Power

What's been missing from VR? A cool pair of shoes, apparently

Plus, morphing keyboards, toys in video games, paying your gambling debts in VR, and other patents from big tech.

Michael Jordan tying his shoe

Is it the shoes? Maybe the VR shoes Google is cooking up will one day let you live out the dream of being Like Mike.

Photo: Andrew D. Bernstein/NBAE via Getty Images

It's another week in quarantine, and with all of the VR patents I've been reading over the last few months, it's almost enough to get me to pick one up and at least pretend I'm not still in my house. And big tech seems to be coming up with some zany things to keep me entertained in VR: I could wear shoes that allow me to walk for miles without leaving my room, become a high roller in VR gambling, and maybe even figure out how to not get motion sick wearing a headset.

And remember: The big tech companies file all kinds of crazy patents for things, and though most never amount to anything, some end up defining the future.

Alphabet

Keeping your PIN safe in VR

If you've ever had to take money out of an ATM at a bar, you've probably looked over your shoulders in both directions, huddled closely to the PIN pad and covered it while you typed, for fear that others might figure out your code. Apparently this is now something we need to consider in the world of VR. In a rather fantastic scenario that this Google patent outlines, some people are playing a card game in VR when one player, named Holly, chooses to show some of her VR notifications to everyone playing with her. Holly may have a bit of gambling problem, as she seems to be having to take out more cash for the game, and wants to keep her PIN private from the other players. But depending on how much she's taking out, they might not even need to snoop — they might be winning it away from her on the next hand.

VR shoes

There's so much talk about making gloves to help us better interact with virtual worlds, but what about our other appendages? Google seems to be thinking about how we move around in VR, patenting what seems to be a cross between 1950s roller skates and sensors to interact with VR computers. The idea aims to end one of the biggest problems keeping VR from being a truly immersive experience: Our rooms just aren't that big. Right now, while VR systems can track your movements, you're always limited to the space you're in — and walls and chairs still hurt. Google's patent would use motors and wheels (or treads) on the shoes, along with tracking devices that know where the room's walls are, to always ensure the wearer has space to move around in their virtual space. I can definitely see Moonwalk-like videos going massively viral.
· · · · · · ·
Return the article on VR patents above word for word, from start to finish.

Natural-language object grounding data
· · · · · · ·
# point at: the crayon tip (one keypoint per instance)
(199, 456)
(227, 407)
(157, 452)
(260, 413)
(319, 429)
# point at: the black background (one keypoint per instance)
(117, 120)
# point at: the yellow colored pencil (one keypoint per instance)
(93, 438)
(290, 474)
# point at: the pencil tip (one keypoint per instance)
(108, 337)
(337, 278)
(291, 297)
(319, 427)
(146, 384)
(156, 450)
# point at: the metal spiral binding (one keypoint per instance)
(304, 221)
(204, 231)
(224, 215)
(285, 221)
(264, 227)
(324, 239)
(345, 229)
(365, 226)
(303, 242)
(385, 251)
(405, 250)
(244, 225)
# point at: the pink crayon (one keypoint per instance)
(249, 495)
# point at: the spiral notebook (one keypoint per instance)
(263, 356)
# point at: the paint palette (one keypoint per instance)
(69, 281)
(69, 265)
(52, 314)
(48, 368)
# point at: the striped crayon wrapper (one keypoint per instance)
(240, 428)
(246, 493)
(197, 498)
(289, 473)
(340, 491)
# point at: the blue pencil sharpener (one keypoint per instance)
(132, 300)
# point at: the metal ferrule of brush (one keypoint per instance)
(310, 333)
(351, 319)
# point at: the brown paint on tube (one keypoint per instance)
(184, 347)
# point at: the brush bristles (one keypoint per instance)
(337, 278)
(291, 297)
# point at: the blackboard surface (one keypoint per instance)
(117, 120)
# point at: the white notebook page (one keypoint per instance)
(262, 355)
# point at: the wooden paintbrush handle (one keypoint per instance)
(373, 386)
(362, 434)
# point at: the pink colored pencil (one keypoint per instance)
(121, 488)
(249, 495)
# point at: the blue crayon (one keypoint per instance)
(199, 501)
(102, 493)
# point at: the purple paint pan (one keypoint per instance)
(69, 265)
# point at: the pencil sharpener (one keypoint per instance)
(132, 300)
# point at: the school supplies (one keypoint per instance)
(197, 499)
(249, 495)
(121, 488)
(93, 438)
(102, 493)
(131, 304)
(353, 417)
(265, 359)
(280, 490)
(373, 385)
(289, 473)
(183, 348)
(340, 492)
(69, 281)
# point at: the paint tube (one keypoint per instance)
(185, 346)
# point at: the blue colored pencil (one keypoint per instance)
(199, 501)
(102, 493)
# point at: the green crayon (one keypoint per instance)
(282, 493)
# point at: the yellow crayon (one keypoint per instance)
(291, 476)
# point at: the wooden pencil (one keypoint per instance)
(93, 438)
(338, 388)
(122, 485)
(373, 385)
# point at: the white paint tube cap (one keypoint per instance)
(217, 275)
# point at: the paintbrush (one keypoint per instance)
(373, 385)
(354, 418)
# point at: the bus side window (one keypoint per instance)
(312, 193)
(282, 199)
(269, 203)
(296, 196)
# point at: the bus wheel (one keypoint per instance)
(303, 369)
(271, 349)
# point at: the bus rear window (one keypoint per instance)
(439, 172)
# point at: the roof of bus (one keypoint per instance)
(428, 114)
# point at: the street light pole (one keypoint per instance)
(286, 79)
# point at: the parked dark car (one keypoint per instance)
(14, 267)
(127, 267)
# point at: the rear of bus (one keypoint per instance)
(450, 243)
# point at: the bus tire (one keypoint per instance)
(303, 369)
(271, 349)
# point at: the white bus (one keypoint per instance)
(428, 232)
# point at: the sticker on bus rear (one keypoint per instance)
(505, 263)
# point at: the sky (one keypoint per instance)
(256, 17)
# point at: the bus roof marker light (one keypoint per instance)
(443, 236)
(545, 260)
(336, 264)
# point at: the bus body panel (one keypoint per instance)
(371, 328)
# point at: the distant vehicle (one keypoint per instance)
· · · · · · ·
*Worked solution:*
Power

What's been missing from VR? A cool pair of shoes, apparently

Plus, morphing keyboards, toys in video games, paying your gambling debts in VR, and other patents from big tech.

Michael Jordan tying his shoe

Is it the shoes? Maybe the VR shoes Google is cooking up will one day let you live out the dream of being Like Mike.

Photo: Andrew D. Bernstein/NBAE via Getty Images

It's another week in quarantine, and with all of the VR patents I've been reading over the last few months, it's almost enough to get me to pick one up and at least pretend I'm not still in my house. And big tech seems to be coming up with some zany things to keep me entertained in VR: I could wear shoes that allow me to walk for miles without leaving my room, become a high roller in VR gambling, and maybe even figure out how to not get motion sick wearing a headset.

And remember: The big tech companies file all kinds of crazy patents for things, and though most never amount to anything, some end up defining the future.

Alphabet

Keeping your PIN safe in VR

If you've ever had to take money out of an ATM at a bar, you've probably looked over your shoulders in both directions, huddled closely to the PIN pad and covered it while you typed, for fear that others might figure out your code. Apparently this is now something we need to consider in the world of VR. In a rather fantastic scenario that this Google patent outlines, some people are playing a card game in VR when one player, named Holly, chooses to show some of her VR notifications to everyone playing with her. Holly may have a bit of gambling problem, as she seems to be having to take out more cash for the game, and wants to keep her PIN private from the other players. But depending on how much she's taking out, they might not even need to snoop — they might be winning it away from her on the next hand.

VR shoes

There's so much talk about making gloves to help us better interact with virtual worlds, but what about our other appendages? Google seems to be thinking about how we move around in VR, patenting what seems to be a cross between 1950s roller skates and sensors to interact with VR computers. The idea aims to end one of the biggest problems keeping VR from being a truly immersive experience: Our rooms just aren't that big. Right now, while VR systems can track your movements, you're always limited to the space you're in — and walls and chairs still hurt. Google's patent would use motors and wheels (or treads) on the shoes, along with tracking devices that know where the room's walls are, to always ensure the wearer has space to move around in their virtual space. I can definitely see Moonwalk-like videos going massively viral.